Document section
--- START ---
Homemade pretzels are one of the treats you can conveniently get at the store. Like ice cream, bread, tortillas, pastries, etc. So easy to buy and have it vs. taking the time to make it. It’s that instant gratification we too often desire in today’s world.
This post has been sponsored by Ancestry. As always all thoughts and opinions are my own.
Homemade versions require a bit more work but once you taste them, you can never go back! Your taste buds get spoiled and any extra work will be forgotten as soon as you take that first bite! Another incentive is the homemade versions don’t have any extra preservatives or ingredients that you have no clue about!
I felt inspired to make these pretzels to remember a recent trip my husband and I made to Germany where we had amazing pretzels! Hello, Germany = Pretzels right? I think we had like 4 of them in 3 days! LOL! Going to Germany had been on my places to visit for a long time for many reasons. First, the country is gorgeous! Second, we love to travel and third, I really wanted to visit the country my Grandfather was from! He was born in Hamburg Germany and as an adult he migrated to the United States. From there he made the leap to Mexico where he met my Grandmother and the rest is history.
Speaking about my German heritage, last year I had my DNA test done thru Ancestry DNA. I was curious to find out what other heritage I had besides Mexican, Spanish and German. When I received my results, I had the biggest surprise ever! My highest ethnicity estimate percentage came from Great Britain at 29%!!! The Great Britain came as a surprise since we only knew about my grandfather being from Germany. However, my sisters and I started doing some research and now we have a lead on where the Great Britain came from. The great thing about doing this test is that you’re able to find out exactly what regions your DNA came from. My other percentages are as follow: Native American from Mexico at 23% and Europe West – which includes Germany – at 22% (plus other small ones not noted here). As you can see, I’m a total mutt! Ha!
--- END ---
Work request 1
In the pretzel post, what city was the grandfather born in?
Work request 2
Write the next part of the pretzel post, picking up after its final sentence.
The stored data is separate from the pretzel post.

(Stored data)
--- START ---
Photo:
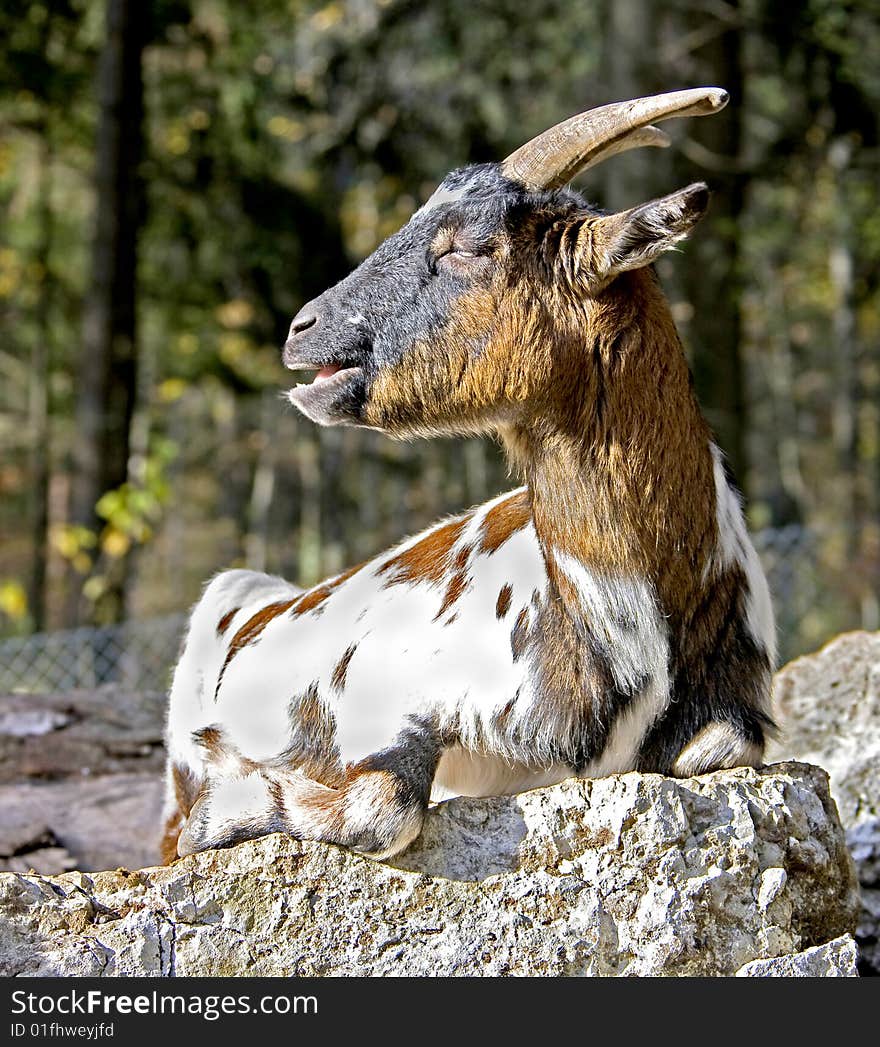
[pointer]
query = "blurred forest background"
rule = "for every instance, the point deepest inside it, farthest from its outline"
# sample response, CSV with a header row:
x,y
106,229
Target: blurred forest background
x,y
177,177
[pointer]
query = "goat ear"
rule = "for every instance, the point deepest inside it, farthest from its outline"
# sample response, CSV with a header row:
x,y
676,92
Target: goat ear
x,y
635,238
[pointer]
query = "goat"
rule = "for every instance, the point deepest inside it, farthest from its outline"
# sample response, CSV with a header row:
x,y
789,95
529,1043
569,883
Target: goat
x,y
610,615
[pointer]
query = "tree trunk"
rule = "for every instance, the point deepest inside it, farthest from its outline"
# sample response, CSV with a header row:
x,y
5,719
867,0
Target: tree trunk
x,y
712,277
39,403
106,379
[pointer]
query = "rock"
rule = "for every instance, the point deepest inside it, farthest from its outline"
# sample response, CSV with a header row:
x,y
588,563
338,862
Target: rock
x,y
633,874
829,704
105,731
80,779
100,823
834,959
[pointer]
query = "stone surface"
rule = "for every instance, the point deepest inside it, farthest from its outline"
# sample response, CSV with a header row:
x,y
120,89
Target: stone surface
x,y
105,731
633,874
80,779
834,959
97,823
829,704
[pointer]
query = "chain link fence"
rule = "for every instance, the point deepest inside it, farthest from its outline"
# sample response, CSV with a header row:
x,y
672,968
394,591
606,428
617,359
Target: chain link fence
x,y
816,595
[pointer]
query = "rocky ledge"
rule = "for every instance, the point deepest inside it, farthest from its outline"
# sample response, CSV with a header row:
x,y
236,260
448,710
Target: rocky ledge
x,y
738,872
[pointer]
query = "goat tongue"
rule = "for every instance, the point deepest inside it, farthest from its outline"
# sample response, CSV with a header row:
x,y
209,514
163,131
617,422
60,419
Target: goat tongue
x,y
327,372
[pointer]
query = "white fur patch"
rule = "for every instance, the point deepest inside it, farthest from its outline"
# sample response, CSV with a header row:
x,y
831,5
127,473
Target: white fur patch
x,y
734,548
441,196
716,747
622,613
--- END ---
Response box 1
Hamburg, Germany.

Response box 2
For this post I partnered up with the wonderful people at Ancestry. They provided me with information I find fascinating about my ethnic background. I think it may help everyone find answers to questions they may have and the process is just fun!
I’m not ready to talk about the Great Britain mystery yet but I will post something about it as soon as we find out! We’re definitely thinking it came from my mom’s mom side… they’re all blond and blue eyes! More to come so stand by. With Ancestry’s help I will continue to do more research and solve the mystery!
This recipe is from one of the Chef’s I love (and trust) the most. Alton Brown. If you’re more of a visual person for recipes like this (Like I am) Alton’s instructions on >this< video are spot on and the pretzels come out perfectly! I adapted the recipe’s instructions to make sure anyone could make these pretzels.
Buen Provecho! Or I should say: Guten Appetit!Print
Homemade Soft Pretzels
- Prep Time: 20 mins + 55 mins resting time
- Cook Time: 10 mins
- Total Time: 1 hr 25 mins
- Yield: 8
- In the bowl of an electric mixer, add the warm water, sugar, salt & dry east. let stand until foamy, about 5 minutes.
- Add the flour and melted butter. Using the dough hook attachment, knead on low speed until well combined. Change to medium speed and knead until the dough is smooth and pulls away from the side of the bowl, approximately 4 to 5 minutes. Remove the dough from the bowl, clean the bowl and then oil it well with vegetable oil. Return the dough to the bowl, cover with plastic wrap and sit in a warm place for approximately 50 to 55 minutes or until the dough has doubled in size.
- Preheat the oven to 450 degrees F. Line 2 half-sheet pans with parchment paper and lightly brush with the vegetable oil. Set aside.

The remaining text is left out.